-- BEGIN --

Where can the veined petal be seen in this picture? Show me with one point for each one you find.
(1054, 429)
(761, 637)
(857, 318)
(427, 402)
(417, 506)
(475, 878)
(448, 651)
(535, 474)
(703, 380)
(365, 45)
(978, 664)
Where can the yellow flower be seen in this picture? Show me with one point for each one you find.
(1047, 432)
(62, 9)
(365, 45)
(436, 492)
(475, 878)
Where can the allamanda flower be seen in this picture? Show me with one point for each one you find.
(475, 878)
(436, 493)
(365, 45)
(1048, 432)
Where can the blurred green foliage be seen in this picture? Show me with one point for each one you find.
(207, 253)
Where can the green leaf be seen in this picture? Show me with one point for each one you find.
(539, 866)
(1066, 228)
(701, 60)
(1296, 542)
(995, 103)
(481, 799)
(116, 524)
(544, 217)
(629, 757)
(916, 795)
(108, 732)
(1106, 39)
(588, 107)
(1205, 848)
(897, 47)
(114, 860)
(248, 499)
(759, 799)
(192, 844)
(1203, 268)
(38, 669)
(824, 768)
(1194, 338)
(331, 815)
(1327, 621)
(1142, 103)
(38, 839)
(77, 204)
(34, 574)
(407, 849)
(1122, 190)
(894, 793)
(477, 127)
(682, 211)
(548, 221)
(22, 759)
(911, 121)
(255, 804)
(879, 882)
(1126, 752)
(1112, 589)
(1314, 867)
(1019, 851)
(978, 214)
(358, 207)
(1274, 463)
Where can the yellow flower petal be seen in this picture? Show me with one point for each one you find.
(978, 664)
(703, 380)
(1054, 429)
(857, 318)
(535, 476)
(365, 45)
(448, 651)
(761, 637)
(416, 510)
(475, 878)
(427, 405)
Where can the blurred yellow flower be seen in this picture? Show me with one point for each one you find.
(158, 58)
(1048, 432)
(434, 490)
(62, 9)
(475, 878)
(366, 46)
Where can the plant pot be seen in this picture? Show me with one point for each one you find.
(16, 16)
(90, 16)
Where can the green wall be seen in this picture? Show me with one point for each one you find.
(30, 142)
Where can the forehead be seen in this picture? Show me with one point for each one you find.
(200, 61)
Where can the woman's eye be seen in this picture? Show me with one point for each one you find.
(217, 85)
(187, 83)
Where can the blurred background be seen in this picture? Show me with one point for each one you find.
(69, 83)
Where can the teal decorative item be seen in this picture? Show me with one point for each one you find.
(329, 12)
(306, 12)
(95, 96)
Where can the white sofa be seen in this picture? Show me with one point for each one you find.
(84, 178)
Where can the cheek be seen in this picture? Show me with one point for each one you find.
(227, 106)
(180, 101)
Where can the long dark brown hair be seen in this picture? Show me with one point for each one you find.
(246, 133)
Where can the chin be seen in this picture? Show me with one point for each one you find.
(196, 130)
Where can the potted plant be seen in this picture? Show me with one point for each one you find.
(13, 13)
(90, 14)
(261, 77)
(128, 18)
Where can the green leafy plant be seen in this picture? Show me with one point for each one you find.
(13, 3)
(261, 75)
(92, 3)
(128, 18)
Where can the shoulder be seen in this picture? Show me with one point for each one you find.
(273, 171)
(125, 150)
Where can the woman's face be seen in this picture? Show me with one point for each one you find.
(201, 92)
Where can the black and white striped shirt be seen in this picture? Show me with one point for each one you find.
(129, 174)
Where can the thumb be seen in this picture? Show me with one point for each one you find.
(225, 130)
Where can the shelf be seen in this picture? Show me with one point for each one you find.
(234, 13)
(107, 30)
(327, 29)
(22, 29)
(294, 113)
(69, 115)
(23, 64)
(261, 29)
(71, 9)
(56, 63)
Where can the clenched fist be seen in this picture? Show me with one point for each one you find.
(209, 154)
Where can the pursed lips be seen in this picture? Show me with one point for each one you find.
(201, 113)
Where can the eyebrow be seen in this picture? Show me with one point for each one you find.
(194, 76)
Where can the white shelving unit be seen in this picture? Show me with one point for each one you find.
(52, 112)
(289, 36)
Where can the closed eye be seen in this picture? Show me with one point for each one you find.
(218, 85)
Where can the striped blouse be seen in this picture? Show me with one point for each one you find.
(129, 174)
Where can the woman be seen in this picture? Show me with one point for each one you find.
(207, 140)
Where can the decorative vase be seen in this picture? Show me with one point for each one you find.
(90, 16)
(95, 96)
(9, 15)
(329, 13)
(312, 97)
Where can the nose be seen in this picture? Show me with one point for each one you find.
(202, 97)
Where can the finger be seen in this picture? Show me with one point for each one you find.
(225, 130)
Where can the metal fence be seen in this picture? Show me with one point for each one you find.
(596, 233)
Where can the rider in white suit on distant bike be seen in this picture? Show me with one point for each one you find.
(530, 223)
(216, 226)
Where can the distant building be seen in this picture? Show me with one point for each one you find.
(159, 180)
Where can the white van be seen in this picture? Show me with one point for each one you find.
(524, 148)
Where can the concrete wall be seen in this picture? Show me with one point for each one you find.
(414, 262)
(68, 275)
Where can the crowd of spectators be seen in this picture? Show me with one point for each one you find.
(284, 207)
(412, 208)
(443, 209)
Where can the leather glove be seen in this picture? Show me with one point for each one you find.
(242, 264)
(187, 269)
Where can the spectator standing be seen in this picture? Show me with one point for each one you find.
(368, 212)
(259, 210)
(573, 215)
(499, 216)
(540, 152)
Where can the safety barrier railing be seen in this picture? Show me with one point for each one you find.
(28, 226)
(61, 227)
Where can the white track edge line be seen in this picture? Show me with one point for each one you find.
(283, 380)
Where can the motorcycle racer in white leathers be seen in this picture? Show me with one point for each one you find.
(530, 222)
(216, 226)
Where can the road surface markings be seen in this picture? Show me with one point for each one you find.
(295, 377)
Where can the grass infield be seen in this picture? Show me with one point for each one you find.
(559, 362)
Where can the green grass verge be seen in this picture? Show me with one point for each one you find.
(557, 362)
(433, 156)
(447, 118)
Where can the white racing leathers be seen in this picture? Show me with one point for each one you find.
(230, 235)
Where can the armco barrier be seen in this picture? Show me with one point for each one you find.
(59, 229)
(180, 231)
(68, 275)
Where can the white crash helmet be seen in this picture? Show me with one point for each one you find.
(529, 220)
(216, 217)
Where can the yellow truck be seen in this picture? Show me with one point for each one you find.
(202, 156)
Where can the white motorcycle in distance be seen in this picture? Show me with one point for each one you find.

-- END --

What you should do |
Format the lines of the data above, from the line containing "Where can the white racing" through the end of the data, inclusive, as a JSON list of strings with one string per line and no blank lines.

Written answer |
[
  "Where can the white racing leathers be seen in this picture? Show me with one point for each one you find.",
  "(230, 235)",
  "Where can the armco barrier be seen in this picture? Show me with one point for each one you find.",
  "(59, 229)",
  "(180, 231)",
  "(68, 275)",
  "Where can the white crash helmet be seen in this picture? Show me with one point for each one you find.",
  "(529, 220)",
  "(216, 217)",
  "Where can the yellow truck be seen in this picture? Show me with one point for each one you find.",
  "(202, 156)",
  "Where can the white motorcycle in distance be seen in this picture? Show me with one point for each one you find."
]